Start Selected text
Holbrooke was not a humourless scold who treated his promiscuous friends to a superego trip. He respected that his and their appetites were different. So were their ambitions. His appetite for women and his appetite for power had many parallels. But also many diametrically opposite dimensions. Holbrooke may have been a power-hungry driven individual who might push a Holocaust couple out of the way to obtain a better position. But with respect to women, he was the opposite – he took years and agonized over dropping a love, for a love was, he believed in each case, the love of his life.

Thus, Holbrooke was a prude, but not a manners prude. Manners and civility soften the exercise of power. Civility moderates aggression. Universally, Holbrooke was infamous for his lack of manners. If civility inhibits the propensity to use violence as an option, in Holbrooke his incivility was yoked to the pursuit of peace and in opposition to war.
End Selected text
Start Dataset records
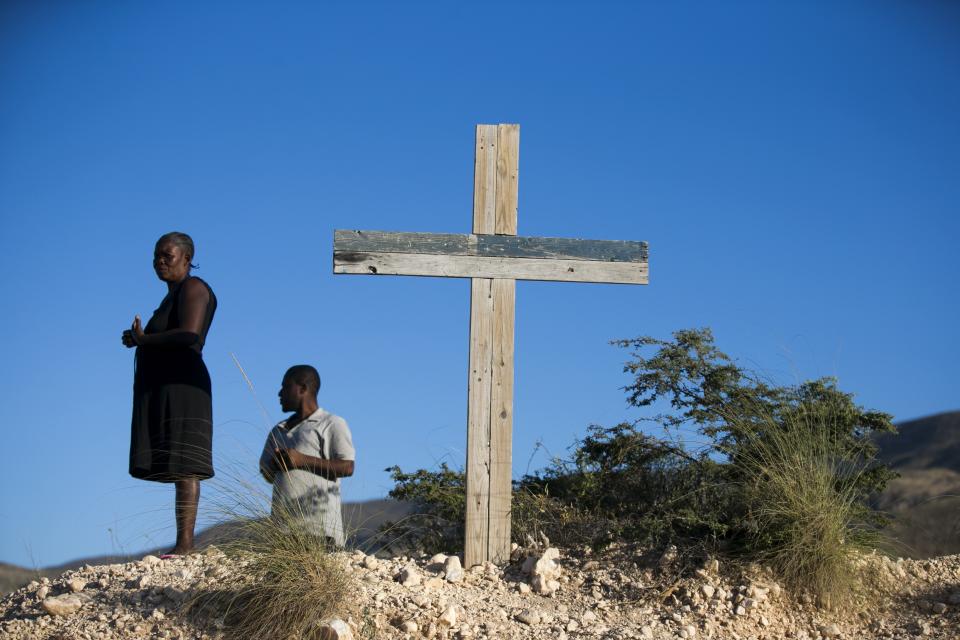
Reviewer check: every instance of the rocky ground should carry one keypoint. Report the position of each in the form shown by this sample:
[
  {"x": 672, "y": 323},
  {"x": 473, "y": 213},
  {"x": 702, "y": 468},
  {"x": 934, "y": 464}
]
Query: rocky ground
[{"x": 543, "y": 593}]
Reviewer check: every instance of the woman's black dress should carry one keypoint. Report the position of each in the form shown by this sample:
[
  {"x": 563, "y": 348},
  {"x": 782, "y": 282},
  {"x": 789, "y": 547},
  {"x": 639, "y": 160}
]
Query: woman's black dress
[{"x": 172, "y": 426}]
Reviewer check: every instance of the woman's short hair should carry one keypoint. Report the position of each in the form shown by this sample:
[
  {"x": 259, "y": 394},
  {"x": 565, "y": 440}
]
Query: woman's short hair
[{"x": 182, "y": 240}]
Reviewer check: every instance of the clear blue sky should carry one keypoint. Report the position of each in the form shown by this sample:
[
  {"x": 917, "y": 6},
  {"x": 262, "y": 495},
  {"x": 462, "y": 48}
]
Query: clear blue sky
[{"x": 795, "y": 167}]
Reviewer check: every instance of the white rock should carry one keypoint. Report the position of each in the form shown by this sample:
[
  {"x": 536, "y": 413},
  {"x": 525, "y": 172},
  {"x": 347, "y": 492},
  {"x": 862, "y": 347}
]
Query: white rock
[
  {"x": 669, "y": 555},
  {"x": 545, "y": 573},
  {"x": 409, "y": 576},
  {"x": 452, "y": 570},
  {"x": 433, "y": 584},
  {"x": 335, "y": 629},
  {"x": 528, "y": 616},
  {"x": 449, "y": 616},
  {"x": 63, "y": 605},
  {"x": 528, "y": 563}
]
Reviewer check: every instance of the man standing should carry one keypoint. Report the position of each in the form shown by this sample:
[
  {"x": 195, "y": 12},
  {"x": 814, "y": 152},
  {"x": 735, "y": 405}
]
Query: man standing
[{"x": 305, "y": 456}]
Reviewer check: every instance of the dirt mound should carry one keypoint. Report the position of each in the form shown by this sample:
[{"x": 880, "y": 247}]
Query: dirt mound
[{"x": 622, "y": 594}]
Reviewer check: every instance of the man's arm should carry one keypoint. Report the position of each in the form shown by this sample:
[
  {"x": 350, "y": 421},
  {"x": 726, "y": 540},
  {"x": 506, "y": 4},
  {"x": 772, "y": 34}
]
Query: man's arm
[{"x": 330, "y": 469}]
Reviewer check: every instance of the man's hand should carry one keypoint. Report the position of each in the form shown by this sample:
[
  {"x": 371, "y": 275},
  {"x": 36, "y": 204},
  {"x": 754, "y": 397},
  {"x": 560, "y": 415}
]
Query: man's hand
[
  {"x": 133, "y": 336},
  {"x": 287, "y": 459}
]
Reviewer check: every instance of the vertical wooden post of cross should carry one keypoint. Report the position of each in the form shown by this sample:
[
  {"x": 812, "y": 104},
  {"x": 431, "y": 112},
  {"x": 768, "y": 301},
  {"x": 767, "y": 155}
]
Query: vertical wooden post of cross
[{"x": 490, "y": 387}]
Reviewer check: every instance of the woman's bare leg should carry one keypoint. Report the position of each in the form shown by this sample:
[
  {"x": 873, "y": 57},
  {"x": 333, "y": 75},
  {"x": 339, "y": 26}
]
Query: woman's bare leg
[{"x": 188, "y": 497}]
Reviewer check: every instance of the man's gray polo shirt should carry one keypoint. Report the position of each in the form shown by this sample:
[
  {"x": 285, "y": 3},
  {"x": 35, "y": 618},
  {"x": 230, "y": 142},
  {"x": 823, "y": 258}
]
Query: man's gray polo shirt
[{"x": 305, "y": 494}]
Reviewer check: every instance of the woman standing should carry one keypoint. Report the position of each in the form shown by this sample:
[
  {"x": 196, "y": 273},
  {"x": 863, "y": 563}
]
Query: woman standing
[{"x": 172, "y": 427}]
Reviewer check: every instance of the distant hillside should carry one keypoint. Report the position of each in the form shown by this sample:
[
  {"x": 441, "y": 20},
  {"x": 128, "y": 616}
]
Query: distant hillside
[
  {"x": 924, "y": 443},
  {"x": 362, "y": 519},
  {"x": 925, "y": 500}
]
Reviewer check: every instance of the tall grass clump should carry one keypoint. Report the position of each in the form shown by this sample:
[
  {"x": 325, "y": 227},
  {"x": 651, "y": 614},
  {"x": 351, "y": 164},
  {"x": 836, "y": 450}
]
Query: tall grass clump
[
  {"x": 781, "y": 473},
  {"x": 288, "y": 581},
  {"x": 806, "y": 507}
]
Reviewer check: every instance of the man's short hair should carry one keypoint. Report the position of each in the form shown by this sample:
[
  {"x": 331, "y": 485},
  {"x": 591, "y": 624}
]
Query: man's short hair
[{"x": 305, "y": 375}]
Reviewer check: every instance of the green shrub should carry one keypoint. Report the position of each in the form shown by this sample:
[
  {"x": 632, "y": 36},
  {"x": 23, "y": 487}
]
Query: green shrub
[
  {"x": 289, "y": 582},
  {"x": 439, "y": 503}
]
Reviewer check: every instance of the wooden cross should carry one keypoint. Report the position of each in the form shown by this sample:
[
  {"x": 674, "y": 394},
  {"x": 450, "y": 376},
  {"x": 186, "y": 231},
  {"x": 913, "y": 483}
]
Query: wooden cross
[{"x": 493, "y": 257}]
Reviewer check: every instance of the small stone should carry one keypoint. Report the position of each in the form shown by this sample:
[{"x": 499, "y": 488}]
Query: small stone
[
  {"x": 452, "y": 570},
  {"x": 669, "y": 555},
  {"x": 409, "y": 576},
  {"x": 433, "y": 584},
  {"x": 77, "y": 584},
  {"x": 63, "y": 605},
  {"x": 528, "y": 616},
  {"x": 335, "y": 629},
  {"x": 449, "y": 617}
]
End Dataset records
Parts of the exercise
1) Output the stretch of the records from the line containing "Reviewer check: every instance of the small" through the final line of the records, reproduced verbatim.
2) Write the next part of the passage on Holbrooke, picking up after its last sentence.

Outputs in order
1)
Reviewer check: every instance of the small stone should carry one keypoint. Report the position of each in the form shown by this sample:
[{"x": 499, "y": 488}]
Query: small stone
[
  {"x": 452, "y": 570},
  {"x": 669, "y": 555},
  {"x": 409, "y": 576},
  {"x": 433, "y": 584},
  {"x": 77, "y": 584},
  {"x": 63, "y": 605},
  {"x": 528, "y": 616},
  {"x": 335, "y": 629},
  {"x": 449, "y": 617}
]

2)
Plato in Phaedrus describes the chariot of understanding being thrust forward by a pair of winged horses yoked to one another. One was appetite that was wild and Dionysian and impervious to the entreaties of reason. The other horse, in contrast, was possessed of passion that could be guided by reason; it was passion of a more noble breed rooted in righteous indignation and a moral impulse rather than an uncontrollable disposition. In Holbrooke, his uncontrolled passion was married to incivility precisely so he would not be or become violent or be prone to support violence; it was also driven towards unbridled ambition. On the other hand, his moral sensibility was reined in and governed by analysis and reason and that was protected by sex married to talk and to commitment. Hence, his propensity to think “good thoughts” alongside their fearsome and corrupt opposite.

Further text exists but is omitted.